PROBLEM REQUIREMENTS
Format only the entries from the line with "TARGET = white cake tier" up to and including the line with "(1111, 323)" as a two-column CSV with columns named entry_text and answer. Give one row per entry, with each field in double quotes and its line breaks replaced by spaces.

RECORDS PROVIDED
========================================
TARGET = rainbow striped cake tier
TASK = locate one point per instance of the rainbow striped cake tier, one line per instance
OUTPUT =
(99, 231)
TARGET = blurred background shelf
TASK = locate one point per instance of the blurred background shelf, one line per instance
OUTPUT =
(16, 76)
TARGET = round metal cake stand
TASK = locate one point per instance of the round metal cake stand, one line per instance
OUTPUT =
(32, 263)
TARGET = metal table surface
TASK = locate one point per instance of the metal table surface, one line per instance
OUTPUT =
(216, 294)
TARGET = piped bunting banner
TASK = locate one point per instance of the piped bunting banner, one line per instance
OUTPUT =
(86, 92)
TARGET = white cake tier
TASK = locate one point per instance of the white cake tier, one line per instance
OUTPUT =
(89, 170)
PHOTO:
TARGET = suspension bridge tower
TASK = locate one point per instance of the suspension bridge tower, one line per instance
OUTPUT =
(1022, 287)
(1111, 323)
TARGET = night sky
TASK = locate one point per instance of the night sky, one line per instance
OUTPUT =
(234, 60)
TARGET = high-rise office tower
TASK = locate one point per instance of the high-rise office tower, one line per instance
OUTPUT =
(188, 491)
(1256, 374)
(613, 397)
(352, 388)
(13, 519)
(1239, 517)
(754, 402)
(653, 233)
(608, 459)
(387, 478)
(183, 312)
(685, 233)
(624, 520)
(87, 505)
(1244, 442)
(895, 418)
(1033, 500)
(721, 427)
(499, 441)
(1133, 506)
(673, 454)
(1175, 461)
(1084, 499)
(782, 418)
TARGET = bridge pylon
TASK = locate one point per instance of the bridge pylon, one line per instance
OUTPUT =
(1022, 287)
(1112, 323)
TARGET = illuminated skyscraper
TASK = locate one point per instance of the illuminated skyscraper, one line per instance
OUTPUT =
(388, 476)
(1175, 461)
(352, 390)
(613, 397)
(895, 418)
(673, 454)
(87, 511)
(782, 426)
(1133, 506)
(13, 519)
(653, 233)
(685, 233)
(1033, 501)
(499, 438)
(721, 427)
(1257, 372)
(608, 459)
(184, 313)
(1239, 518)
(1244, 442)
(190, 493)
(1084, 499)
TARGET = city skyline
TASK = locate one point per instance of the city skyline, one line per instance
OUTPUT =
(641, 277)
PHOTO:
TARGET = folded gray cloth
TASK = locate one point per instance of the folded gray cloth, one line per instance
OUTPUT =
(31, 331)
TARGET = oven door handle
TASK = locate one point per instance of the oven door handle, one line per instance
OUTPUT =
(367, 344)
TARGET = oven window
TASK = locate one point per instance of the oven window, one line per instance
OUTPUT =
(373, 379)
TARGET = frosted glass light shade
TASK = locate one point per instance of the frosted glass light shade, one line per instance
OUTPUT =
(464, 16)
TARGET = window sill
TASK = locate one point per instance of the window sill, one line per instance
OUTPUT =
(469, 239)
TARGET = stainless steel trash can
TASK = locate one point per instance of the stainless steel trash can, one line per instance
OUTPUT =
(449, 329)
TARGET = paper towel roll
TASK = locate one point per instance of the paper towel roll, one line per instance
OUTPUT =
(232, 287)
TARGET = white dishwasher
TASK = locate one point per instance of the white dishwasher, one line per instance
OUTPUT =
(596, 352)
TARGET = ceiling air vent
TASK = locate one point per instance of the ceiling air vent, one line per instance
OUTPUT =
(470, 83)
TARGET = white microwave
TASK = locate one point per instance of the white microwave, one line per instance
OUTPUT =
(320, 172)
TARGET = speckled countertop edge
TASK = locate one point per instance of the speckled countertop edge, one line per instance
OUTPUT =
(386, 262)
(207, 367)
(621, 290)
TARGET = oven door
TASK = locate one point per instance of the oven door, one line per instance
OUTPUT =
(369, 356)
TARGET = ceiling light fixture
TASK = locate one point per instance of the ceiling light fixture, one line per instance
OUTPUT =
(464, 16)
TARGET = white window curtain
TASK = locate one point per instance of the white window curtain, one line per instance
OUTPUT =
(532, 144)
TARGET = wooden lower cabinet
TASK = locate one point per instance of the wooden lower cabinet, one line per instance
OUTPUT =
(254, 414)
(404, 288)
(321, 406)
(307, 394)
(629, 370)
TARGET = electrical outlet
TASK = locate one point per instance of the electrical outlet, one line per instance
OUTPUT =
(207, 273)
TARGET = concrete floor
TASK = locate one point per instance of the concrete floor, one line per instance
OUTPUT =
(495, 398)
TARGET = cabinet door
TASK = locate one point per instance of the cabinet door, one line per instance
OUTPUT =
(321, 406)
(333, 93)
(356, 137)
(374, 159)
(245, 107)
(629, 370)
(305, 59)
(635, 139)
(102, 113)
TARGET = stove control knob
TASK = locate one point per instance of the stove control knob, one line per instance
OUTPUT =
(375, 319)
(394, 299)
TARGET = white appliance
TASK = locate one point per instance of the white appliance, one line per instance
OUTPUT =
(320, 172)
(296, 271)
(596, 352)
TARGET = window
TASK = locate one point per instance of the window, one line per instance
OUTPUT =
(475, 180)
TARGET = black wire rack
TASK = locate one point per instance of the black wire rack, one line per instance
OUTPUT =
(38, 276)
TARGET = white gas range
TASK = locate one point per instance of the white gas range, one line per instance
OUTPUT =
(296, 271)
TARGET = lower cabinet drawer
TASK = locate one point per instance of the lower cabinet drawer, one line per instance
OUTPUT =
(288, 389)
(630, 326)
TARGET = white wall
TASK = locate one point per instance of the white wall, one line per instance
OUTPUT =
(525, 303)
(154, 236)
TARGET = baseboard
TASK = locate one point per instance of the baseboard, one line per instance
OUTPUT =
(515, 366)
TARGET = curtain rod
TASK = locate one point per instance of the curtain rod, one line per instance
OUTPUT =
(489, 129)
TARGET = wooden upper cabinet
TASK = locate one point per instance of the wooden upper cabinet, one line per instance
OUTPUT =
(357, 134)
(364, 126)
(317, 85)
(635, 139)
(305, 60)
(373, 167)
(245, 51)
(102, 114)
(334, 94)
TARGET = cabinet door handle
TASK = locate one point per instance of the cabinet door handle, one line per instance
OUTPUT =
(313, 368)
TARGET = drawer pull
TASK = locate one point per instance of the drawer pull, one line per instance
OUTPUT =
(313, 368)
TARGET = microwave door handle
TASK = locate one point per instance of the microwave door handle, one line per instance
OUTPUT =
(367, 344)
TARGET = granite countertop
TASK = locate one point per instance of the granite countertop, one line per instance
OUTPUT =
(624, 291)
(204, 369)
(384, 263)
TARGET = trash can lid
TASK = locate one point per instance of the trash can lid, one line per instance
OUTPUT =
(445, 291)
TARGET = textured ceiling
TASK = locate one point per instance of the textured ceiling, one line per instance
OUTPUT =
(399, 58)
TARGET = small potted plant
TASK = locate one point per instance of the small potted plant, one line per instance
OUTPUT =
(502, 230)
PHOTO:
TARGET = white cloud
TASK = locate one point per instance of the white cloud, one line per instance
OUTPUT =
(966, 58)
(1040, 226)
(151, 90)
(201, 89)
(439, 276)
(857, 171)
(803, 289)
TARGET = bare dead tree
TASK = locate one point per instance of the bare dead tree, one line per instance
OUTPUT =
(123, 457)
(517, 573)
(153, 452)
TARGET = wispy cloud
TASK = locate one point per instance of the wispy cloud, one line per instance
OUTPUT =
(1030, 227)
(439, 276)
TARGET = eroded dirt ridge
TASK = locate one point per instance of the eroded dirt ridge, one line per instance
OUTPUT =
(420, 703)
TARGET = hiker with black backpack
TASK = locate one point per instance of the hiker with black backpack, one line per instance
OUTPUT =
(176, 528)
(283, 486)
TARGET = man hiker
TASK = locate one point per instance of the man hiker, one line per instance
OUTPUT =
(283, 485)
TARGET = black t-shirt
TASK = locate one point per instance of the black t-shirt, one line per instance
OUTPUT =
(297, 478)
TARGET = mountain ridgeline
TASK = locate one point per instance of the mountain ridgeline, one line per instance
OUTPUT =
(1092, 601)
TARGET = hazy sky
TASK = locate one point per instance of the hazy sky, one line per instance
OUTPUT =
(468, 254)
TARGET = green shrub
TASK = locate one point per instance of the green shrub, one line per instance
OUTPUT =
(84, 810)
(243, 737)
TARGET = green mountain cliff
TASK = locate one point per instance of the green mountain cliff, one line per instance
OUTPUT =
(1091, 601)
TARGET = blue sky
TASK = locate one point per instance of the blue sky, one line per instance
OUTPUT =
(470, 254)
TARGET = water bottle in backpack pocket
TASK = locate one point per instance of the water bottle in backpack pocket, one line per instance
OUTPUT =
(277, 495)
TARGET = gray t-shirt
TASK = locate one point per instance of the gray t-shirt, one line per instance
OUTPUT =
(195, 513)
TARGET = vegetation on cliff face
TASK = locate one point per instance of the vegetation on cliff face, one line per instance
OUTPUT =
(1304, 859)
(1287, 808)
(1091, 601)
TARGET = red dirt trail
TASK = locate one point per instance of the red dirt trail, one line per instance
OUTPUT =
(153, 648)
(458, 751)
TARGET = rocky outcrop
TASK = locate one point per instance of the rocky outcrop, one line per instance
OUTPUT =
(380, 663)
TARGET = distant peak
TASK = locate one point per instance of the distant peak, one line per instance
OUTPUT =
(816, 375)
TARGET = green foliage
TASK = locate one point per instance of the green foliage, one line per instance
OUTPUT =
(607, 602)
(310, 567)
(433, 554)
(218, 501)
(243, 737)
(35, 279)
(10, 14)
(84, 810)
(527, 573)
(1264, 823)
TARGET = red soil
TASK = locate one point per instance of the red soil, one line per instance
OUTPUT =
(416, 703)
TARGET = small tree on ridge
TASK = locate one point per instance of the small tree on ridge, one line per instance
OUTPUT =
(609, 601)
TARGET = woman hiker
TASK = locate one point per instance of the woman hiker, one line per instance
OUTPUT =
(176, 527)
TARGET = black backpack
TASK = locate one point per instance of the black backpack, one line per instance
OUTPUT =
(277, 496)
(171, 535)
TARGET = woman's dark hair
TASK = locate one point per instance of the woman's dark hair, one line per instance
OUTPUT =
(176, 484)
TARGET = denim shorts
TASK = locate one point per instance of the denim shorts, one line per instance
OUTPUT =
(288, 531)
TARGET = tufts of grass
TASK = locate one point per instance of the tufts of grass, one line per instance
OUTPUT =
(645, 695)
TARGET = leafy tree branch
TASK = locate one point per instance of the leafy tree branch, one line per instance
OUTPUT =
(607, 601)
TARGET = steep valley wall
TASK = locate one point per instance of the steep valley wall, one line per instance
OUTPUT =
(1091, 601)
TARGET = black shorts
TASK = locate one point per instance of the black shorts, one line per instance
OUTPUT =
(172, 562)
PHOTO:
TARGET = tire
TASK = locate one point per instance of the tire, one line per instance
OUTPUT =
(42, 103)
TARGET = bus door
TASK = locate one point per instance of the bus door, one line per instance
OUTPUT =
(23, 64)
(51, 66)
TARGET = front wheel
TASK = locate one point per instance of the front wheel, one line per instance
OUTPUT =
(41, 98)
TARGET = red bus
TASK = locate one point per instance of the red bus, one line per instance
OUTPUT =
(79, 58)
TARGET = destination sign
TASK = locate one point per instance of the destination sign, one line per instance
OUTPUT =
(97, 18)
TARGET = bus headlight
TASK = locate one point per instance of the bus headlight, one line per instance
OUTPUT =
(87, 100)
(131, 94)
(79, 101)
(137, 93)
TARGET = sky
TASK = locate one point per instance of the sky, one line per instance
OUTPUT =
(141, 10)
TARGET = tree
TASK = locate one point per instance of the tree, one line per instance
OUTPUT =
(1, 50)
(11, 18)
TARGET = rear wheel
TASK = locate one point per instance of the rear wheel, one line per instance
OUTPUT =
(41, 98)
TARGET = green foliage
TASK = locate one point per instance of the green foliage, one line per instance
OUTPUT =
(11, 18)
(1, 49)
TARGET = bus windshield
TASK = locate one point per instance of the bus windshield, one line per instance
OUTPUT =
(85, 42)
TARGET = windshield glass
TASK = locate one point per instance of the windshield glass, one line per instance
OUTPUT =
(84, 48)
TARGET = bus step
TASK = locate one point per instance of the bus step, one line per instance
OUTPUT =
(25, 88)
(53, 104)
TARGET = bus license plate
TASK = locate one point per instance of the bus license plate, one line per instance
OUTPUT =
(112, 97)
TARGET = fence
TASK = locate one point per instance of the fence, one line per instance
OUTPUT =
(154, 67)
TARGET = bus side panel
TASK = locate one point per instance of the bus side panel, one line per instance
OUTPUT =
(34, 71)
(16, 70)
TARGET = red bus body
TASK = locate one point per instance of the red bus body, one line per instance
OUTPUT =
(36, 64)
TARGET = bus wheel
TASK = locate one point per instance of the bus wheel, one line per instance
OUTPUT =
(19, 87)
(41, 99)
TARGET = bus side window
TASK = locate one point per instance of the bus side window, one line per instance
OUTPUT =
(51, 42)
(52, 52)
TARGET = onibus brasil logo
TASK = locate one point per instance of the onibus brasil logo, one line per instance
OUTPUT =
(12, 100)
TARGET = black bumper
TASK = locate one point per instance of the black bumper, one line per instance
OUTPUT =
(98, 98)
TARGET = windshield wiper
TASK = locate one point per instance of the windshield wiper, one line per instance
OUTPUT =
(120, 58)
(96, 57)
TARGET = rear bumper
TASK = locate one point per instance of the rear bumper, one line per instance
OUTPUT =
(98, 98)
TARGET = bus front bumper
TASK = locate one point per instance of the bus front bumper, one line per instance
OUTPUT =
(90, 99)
========================================
SOLUTION TO THE EXERCISE
entry_text,answer
"TARGET = white cake tier TASK = locate one point per instance of the white cake tier, one line per instance OUTPUT =","(89, 170)"
"PHOTO: TARGET = suspension bridge tower TASK = locate one point per instance of the suspension bridge tower, one line per instance OUTPUT =","(1022, 287) (1111, 323)"